_OBJECTIVES_
A. Filter the entries below, copying out every line that contains the string "ceiling". Matching is case-sensitive.
B. Extend the gradient descent page below, picking up right after its final line.

_PAGE EXCERPT_
────────────────
1. Gradient descent
Gradient descent is an optimization algorithm to find the minimum of some function. Typically, in machine learning, the function is a loss function, which essentially captures the difference between the true and predicted values. Gradient descent has many applications in machine learning and may be applied to (or is the heart and soul of) many machine learning approaches such as find weights for
This notebook aims to show the mechanics of gradient descent with no tears (in an easy way).
1.1. Simple linear regression
Let’s say we have a simple linear regression.
\(y = b + wx\)
where,
\(b\) is the y-intercept,
\(w\) is the coefficient,
\(x\) is the an independent variable value, and
\(y\) is the predicted, dependent variable value.
Now, we want to estimate \(w\). There are many ways to estimate \(w\), however, we want to use gradient descent to do so (we will not go into the other ways to estimate \(w\)). The first thing we have to do is to be able to formulate a loss function. Let’s introduce some convenience notation. Assume \(\hat{y}\) is what the model predicts as follows.
\(\hat{y} = f(x) = b + wx\)
Note that \(\hat{y}\) is just an approximation of the true value \(y\). We can define the loss function as follows.
\(L(\hat{y}, y) = (y - \hat{y})^2 = (y - (b + wx))^2\)
────────────────
Named object pointing entries

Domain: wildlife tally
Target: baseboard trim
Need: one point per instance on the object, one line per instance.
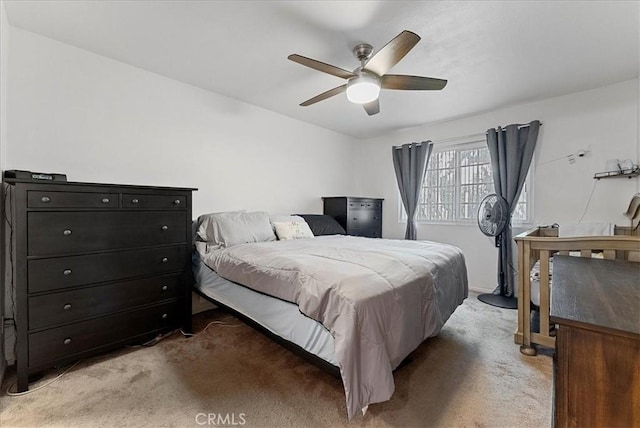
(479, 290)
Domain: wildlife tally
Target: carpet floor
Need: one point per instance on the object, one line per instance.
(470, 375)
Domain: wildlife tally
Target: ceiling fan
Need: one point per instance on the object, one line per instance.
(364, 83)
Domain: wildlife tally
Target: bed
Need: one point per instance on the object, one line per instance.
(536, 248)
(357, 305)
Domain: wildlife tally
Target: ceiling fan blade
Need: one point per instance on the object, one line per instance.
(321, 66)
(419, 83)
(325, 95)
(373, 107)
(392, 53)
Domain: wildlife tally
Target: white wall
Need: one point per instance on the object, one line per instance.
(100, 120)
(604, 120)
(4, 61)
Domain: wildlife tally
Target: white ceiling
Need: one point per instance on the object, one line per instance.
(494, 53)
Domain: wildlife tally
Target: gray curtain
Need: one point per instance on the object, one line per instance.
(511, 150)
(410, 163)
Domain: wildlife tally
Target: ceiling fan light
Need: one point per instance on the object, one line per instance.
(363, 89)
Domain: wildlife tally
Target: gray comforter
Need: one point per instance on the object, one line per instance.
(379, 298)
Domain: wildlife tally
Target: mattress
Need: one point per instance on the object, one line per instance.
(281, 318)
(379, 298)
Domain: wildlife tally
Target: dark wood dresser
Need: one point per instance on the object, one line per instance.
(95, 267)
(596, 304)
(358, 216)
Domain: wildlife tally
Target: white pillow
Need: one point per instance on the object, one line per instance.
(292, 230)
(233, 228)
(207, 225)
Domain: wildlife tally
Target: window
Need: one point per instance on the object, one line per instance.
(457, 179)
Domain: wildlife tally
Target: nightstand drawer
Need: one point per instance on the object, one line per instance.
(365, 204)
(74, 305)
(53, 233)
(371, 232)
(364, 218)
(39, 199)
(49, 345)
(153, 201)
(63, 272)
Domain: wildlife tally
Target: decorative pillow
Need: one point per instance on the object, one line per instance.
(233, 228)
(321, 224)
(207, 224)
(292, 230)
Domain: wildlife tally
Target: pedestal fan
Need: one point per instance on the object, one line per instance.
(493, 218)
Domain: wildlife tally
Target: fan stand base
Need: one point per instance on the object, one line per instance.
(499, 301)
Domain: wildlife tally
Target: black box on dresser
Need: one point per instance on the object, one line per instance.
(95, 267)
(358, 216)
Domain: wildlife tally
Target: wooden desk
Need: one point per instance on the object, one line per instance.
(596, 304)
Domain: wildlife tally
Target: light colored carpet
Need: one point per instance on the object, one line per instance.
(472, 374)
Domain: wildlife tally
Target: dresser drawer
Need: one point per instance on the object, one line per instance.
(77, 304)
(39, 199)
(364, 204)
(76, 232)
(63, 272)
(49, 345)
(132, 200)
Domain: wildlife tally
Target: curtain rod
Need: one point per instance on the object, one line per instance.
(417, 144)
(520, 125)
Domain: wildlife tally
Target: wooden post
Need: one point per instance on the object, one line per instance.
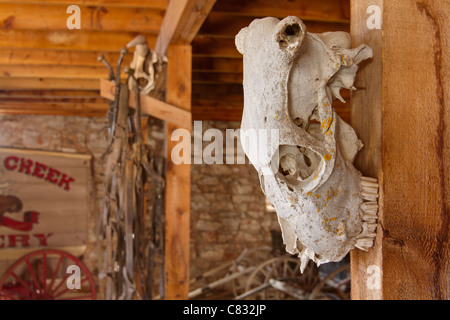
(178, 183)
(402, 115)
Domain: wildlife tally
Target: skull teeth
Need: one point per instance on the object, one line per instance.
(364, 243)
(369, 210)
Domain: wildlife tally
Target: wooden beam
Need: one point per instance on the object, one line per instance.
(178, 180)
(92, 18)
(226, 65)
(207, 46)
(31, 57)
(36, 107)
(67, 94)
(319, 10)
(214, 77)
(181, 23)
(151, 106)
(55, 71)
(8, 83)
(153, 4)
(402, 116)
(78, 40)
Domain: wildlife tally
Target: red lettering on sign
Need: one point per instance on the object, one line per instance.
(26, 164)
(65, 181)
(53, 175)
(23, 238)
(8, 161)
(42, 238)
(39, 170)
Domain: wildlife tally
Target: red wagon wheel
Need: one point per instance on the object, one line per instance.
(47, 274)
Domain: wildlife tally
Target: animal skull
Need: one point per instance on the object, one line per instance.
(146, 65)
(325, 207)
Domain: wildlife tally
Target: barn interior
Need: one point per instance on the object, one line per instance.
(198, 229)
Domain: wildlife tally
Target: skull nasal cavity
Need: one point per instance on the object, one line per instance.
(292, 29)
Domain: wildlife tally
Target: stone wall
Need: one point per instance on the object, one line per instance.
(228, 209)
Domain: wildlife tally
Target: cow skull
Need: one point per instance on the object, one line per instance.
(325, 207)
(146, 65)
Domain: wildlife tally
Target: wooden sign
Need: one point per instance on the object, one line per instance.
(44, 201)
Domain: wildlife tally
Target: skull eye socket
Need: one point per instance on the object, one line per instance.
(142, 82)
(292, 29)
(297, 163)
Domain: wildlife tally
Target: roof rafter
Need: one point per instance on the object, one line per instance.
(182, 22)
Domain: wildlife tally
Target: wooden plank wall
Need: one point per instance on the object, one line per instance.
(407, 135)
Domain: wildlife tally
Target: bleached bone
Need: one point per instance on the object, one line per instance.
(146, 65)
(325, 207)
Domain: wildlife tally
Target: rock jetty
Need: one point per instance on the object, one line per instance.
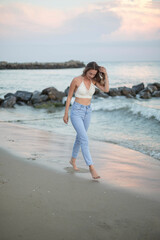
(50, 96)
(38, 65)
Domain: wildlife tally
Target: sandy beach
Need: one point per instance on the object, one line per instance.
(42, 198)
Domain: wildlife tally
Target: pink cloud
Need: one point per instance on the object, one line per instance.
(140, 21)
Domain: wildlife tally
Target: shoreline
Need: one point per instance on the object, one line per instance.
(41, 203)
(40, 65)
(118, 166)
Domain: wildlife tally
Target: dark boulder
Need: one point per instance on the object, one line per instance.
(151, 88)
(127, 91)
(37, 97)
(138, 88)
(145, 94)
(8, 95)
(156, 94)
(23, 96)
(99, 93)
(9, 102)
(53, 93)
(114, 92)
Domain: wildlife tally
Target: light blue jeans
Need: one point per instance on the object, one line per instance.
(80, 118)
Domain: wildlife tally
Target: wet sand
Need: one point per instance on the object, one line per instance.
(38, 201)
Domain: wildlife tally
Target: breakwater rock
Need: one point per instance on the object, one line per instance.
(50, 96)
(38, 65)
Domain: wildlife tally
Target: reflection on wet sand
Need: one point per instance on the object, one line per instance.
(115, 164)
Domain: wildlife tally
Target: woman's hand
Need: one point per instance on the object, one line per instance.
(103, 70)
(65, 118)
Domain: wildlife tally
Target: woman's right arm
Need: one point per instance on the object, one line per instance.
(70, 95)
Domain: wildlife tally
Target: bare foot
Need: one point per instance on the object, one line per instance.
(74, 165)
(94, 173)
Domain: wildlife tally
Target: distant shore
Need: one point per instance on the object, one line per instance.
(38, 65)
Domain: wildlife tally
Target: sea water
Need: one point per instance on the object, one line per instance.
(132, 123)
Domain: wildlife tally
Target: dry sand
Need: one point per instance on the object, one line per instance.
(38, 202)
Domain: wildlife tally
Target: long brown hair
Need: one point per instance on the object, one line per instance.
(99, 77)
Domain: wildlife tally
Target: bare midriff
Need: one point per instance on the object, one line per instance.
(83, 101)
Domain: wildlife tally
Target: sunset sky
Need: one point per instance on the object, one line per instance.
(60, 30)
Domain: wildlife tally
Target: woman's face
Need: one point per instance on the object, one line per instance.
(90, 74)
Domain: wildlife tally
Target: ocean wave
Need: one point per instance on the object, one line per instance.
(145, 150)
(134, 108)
────────────────
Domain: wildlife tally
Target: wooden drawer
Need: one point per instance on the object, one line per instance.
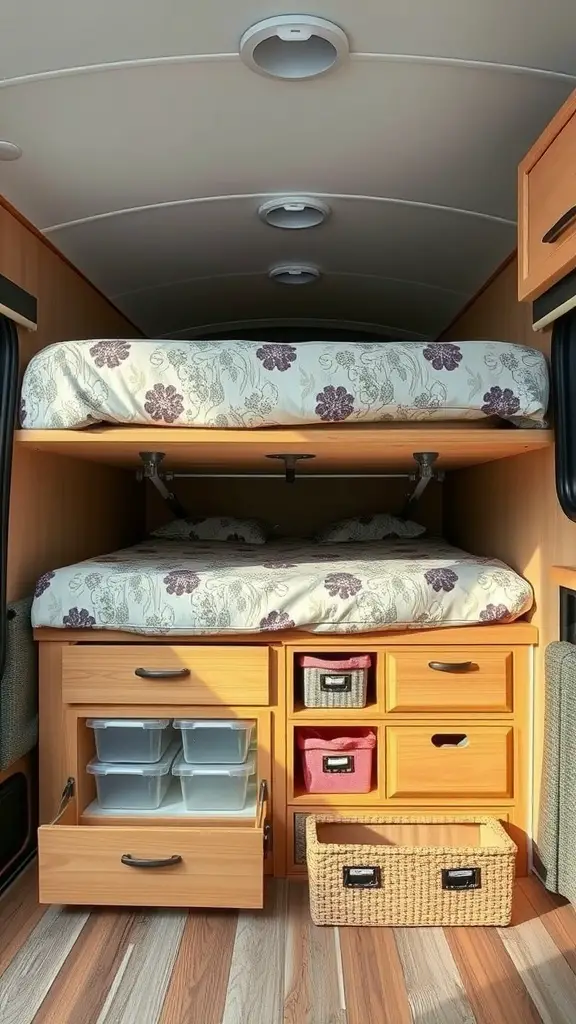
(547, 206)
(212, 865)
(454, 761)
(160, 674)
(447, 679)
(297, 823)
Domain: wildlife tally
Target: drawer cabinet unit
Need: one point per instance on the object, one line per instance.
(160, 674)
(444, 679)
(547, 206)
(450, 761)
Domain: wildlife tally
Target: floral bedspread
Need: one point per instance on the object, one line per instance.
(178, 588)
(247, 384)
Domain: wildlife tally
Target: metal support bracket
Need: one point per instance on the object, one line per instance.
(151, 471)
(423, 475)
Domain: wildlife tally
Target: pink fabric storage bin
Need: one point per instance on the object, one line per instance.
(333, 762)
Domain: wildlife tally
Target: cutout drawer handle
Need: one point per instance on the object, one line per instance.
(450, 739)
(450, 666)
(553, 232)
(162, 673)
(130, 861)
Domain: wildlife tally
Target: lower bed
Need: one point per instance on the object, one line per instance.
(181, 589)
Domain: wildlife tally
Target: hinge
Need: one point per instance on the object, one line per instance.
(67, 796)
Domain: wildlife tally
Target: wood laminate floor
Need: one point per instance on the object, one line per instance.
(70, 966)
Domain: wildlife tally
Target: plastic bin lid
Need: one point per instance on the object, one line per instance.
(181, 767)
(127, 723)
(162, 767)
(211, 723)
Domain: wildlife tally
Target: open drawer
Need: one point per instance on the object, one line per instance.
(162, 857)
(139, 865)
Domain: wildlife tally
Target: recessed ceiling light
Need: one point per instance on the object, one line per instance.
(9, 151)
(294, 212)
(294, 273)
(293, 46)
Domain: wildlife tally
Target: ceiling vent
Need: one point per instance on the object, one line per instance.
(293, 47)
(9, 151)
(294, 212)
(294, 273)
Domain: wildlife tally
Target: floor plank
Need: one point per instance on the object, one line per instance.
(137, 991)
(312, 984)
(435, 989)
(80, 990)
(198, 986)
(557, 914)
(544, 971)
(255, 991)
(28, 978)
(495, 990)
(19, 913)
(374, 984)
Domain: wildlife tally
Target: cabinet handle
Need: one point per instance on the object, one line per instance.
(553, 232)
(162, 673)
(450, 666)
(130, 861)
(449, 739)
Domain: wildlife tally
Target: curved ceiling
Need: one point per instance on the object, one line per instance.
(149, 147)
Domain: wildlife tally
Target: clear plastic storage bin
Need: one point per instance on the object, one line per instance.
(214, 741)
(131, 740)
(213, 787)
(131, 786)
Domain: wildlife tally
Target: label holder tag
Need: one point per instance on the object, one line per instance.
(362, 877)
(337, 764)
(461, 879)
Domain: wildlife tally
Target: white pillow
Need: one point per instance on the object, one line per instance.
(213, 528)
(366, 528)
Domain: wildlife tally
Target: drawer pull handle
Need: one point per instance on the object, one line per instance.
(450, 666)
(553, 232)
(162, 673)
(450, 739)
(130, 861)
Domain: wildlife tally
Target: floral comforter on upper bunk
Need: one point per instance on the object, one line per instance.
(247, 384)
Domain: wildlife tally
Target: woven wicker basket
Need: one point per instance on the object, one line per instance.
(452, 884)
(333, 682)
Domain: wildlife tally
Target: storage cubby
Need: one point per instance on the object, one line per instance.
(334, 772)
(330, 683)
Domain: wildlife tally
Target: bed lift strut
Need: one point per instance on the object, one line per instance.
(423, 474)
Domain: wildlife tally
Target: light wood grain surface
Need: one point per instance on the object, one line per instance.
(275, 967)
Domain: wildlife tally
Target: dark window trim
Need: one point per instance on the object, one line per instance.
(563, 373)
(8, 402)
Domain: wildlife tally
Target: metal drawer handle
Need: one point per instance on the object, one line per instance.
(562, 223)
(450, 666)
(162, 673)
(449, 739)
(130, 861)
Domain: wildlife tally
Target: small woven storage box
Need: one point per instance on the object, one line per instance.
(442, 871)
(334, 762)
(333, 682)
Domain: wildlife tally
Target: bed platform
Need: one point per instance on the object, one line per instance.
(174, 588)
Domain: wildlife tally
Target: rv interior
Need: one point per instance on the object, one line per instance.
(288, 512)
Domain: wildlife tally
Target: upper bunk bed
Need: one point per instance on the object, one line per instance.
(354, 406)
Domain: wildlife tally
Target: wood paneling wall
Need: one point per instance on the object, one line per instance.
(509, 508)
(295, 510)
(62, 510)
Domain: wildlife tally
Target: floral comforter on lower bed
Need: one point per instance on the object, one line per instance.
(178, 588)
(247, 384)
────────────────
_ANSWERS PER TASK_
A.
Target: ceiling fan
Target: ceiling fan blade
Target: white ceiling
Target: ceiling fan light
Target: recessed ceiling light
Target: ceiling vent
Target: curved ceiling

B.
The loss function essentially measures the error of the model; the difference in what it predicts \(\hat{y}\) and the true value \(y\). Note that we square the difference between \(y\) and \(\hat{y}\) as a convenience to get rid of the influence of negative differences. This loss function tells us how much error there is in each of our prediction given our model (the model includes the linear relationship and weight). Since typically we are making several predictions, we want an overall estimation of the error.
\(L(\hat{Y}, Y) = \frac{1}{N} \sum{(y - \hat{y})^2} = \frac{1}{N} \sum{(y - (b + wx))^2}\)
But how does this loss function really guides us to learn or estimate \(w\)? The best way to understand how the loss function guides us in estimating or learning the weight \(w\) is visually. The loss function, in this case, is convex (U-shaped). Notice that the functional form of the loss function is just a squared function not unlike the following.
\(y = f(x) = x^2\)
If we are asked to find the minimum of such a function, we already know that the lowest point for \(y = x^2\) is \(y = 0\), and substituting \(y = 0\) into the equation, \(x = 0\) is the input for which we find the minimum for the function. Another way would be to take the derivative of \(f(x)\), \(f'(x) = 2x\), and find the value \(x\) for which \(f'(x) = 0\).
However, our situation is slightly different because we need to find \(b\) and \(w\) to minimize the loss function. The simplest way to find the minimum of the loss function would be to exhaustively iterate through every combination of \(b\) and \(w\) and see which pair gives us the minimum value. But such approach is computationally expensive. A smart way would be to take the first order partial derivatives of \(L\) with respect to \(b\) and \(w\), and search for values that will minimize simultaneously the partial derivatives.
\(\frac{\partial L}{\partial b} = \frac{2}{N} \sum{-(y - (b + wx))}\)
\(\frac{\partial L}{\partial w} = \frac{2}{N} \sum{-x (y - (b + wx))}\)
Remember that the first order derivative gives us the slope of the tanget line to a point on the curve.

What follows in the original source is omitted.